-------- PROVIDED MATERIAL --------

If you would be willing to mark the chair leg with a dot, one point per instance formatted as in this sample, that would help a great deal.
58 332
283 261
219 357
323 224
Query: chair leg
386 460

--------

WRITTEN EXERCISE -> Output the lines of the entries as a numbered list, leaving out any blank lines.

FULL ANSWER ->
1. If you would be willing to mark the chair leg with a dot, one point per instance formatted as in this sample, that would help a great deal.
2. 58 332
3. 283 261
4. 219 357
5. 323 224
6. Query: chair leg
7. 386 460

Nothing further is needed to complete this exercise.